» **EXTRACT TO READ**
● ● ● ●
What a fascinating book… offering all sorts of insight into what is known and unknown about the human body. In addition to lots of somewhat technical, scientific, and medical information about different parts of the body, Bryson also shares several engaging and funny stories. My favorite was about an emergency appendectomy on a US submarine called the Seadragon during World War II…
An American sailor named Dean Rector needed his appendix removed. Since there was nobody on board who was technically qualified, a guy named Wheeler Lipes (what a sweet name) was commanded to perform the surgery. Wheeler was a pharmacist’s assistant. He did not know where to find the appendix in the human body nor what it would look like if he did find it. He also had no surgical equipment. But, he followed his commander’s orders and performed the surgery. Bryson reports that Wheeler’s encouraging talk to his patient went like this: “Look, Dean, I never did anything like this before, but you don’t have much chance to pull through anyhow, so what do you say?” What’s crazy and beautiful is that using a tea strainer, gauze, a galley knife, and some sewing tools, Wheeler was able to successfully remove the infected appendix, and Rector fully recovered.
Crazy, right?
● ● ● ●
» **SUPPLIED INFORMATION**
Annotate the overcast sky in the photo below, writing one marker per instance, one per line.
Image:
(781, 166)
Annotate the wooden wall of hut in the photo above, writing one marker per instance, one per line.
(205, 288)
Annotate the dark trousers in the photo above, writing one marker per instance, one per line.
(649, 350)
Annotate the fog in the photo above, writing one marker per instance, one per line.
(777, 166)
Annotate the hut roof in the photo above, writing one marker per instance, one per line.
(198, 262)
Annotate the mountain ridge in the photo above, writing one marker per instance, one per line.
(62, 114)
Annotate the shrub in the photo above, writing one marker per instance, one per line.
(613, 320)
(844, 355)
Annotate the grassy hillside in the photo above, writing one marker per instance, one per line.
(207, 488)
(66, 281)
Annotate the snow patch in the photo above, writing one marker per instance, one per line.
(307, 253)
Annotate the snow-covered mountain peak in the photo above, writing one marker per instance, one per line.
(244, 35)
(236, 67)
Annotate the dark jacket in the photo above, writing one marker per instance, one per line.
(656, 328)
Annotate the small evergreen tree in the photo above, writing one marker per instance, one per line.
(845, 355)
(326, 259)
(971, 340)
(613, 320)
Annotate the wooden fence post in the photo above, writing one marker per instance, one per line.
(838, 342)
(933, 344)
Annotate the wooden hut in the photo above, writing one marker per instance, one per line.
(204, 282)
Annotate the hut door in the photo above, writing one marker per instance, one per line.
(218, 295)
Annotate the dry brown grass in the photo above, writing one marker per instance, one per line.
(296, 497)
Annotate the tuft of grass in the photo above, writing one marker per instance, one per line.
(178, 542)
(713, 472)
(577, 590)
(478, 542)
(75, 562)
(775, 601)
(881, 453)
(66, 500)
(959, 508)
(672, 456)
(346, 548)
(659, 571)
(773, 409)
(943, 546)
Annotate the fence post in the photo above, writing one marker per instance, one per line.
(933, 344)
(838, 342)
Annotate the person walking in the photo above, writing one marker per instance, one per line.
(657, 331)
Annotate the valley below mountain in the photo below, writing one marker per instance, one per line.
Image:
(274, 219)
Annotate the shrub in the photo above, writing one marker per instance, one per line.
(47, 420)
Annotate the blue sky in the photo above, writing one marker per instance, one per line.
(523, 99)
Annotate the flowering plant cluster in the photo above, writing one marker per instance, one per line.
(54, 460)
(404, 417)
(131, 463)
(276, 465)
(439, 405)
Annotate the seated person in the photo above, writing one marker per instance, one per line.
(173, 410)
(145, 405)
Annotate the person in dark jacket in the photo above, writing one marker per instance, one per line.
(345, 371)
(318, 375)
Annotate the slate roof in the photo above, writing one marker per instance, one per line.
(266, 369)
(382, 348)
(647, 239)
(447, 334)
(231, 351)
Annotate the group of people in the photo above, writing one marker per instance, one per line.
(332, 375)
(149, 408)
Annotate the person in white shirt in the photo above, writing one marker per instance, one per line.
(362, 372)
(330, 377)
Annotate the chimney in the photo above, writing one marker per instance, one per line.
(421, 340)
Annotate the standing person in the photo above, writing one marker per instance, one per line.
● ● ● ●
» **WORK TO COMPLETE**
Pick up the review of Bryson's book on the human body where it stops, after "Crazy, right?"

» **OUTPUT FOR THIS TASK**
Three other fun facts that I’m hanging onto from this book:
- What is surely most curious and extraordinary about our brain is how largely unnecessary it is. To survive on Earth, you don’t need to be able to write music or engage in philosophy— you really only need to be able to outthink a quadruped— so why have we invested so much energy and risk in producing mental capacity that we don’t really need? (pg. 50)
- The largest source of foodborne illness is not meat or eggs or mayonnaise, as commonly supposed, but green leafy vegetables. They account for one in five of all food illnesses. (pg. 252)
- The longest-lived person that we know of was Jeanne Louise Calment… Calment smoked all her life—at the age of 117, when she finally gave up, she was still smoking two cigarettes a day—and ate two pounds of chocolate every week but was active up to the very end and enjoyed robust health. (pg. 375)
So there you have it. Smoke, eat lots of chocolate, avoid leafy greens, write music, engage in philosophical conversations, and when you are called on to perform an appendectomy, channel some of Wheeler’s “let’s give this a shot” attitude.